__What you will do__:
Give every entry again, word for word.

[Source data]

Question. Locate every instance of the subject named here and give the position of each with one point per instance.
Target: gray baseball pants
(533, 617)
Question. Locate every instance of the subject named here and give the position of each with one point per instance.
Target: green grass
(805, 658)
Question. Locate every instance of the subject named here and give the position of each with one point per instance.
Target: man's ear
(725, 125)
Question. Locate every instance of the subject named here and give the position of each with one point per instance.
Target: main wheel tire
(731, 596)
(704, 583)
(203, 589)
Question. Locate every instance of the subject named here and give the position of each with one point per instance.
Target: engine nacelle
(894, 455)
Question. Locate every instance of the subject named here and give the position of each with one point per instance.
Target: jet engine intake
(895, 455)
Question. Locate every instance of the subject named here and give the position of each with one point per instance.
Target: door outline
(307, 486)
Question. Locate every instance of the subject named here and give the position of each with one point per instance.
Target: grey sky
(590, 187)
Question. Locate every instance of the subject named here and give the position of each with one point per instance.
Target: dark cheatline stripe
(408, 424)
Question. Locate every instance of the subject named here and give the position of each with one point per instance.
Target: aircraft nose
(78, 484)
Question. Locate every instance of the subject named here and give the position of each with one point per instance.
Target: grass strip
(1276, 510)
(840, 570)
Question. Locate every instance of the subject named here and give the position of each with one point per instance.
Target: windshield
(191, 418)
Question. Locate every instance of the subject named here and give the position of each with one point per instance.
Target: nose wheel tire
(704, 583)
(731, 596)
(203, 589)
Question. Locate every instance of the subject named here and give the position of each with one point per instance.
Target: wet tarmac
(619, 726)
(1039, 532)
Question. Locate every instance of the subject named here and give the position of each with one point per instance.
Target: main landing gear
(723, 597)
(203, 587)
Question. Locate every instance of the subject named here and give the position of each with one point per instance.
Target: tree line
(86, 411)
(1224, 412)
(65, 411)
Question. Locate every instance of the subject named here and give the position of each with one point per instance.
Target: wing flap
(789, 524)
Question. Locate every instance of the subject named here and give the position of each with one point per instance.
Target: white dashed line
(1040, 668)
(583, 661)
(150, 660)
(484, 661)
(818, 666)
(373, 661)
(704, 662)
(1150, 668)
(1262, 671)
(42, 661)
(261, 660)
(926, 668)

__Solution to the problem__:
Question. Locate every instance of the subject named here and give the position of each with one point per instance.
Target: gray baseball pants
(533, 617)
Question. Locate every instance of the subject named here and give the position of each with one point per instance.
Target: green grass
(805, 658)
Question. Locate every instance of the subject named here and give the position of each with one point per instance.
Target: man's ear
(725, 125)
Question. Locate every instance of the subject named here and give the position of each with one point per instance.
Target: main wheel tire
(731, 596)
(704, 583)
(203, 589)
Question. Locate every instance of the subject named here and give the position of each with one point per instance.
Target: engine nacelle
(894, 455)
Question. Locate every instance of the subject named here and give the position of each with one point per instance.
Target: jet engine intake
(895, 455)
Question. Locate every instance of the subject named here and give the position of each with one point per instance.
Target: door outline
(307, 486)
Question. Locate every instance of the subject named here and give the position of each with one point per instance.
Target: grey sky
(590, 187)
Question. Locate every instance of the subject named here and give the position of each with one point per instance.
Target: dark cheatline stripe
(408, 424)
Question. Locate every instance of the subject named here and give the position of each with one point per instance.
Target: aircraft nose
(78, 484)
Question. Locate every instance of the subject named here and give the position of each with one point per instance.
Target: grass strip
(1276, 510)
(840, 570)
Question. Locate every instance of the subject named here and give the position of each with one point per instance.
Target: windshield
(191, 418)
Question. Locate every instance of the subject named here and give the position of each with one point per instance.
Target: nose wheel tire
(704, 583)
(731, 596)
(203, 589)
Question. Locate every instance of the subject named here and give the position of each with one point per instance.
Target: wet tarmac
(619, 726)
(1039, 532)
Question. Locate every instance of the subject named here and give the position of each with one point per instance.
Target: main landing gear
(723, 597)
(203, 587)
Question. Locate every instance of the subject named here and give the position of each with one point per instance.
Target: tree line
(86, 411)
(1224, 412)
(65, 411)
Question. Locate every instance of the subject named here and give the position of each with one point per instance.
Target: wing flap
(789, 524)
Question. Locate every instance of the subject named here and give the position of each with one point per instance.
Target: white dashed line
(1040, 668)
(583, 661)
(150, 660)
(484, 661)
(818, 666)
(373, 661)
(704, 662)
(1150, 668)
(1262, 671)
(42, 661)
(261, 660)
(926, 668)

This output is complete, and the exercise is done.